§ Schriftliche Übung: Gib die folgenden Daten vollständig, zeilengetreu und ohne jede Änderung wieder.

§ Erfasste Daten:
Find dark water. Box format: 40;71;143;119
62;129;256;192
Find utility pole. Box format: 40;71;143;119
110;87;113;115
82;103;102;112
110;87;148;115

§ Lösung der Aufgabe:
Find dark water. Box format: 40;71;143;119
62;129;256;192
Find utility pole. Box format: 40;71;143;119
110;87;113;115
82;103;102;112
110;87;148;115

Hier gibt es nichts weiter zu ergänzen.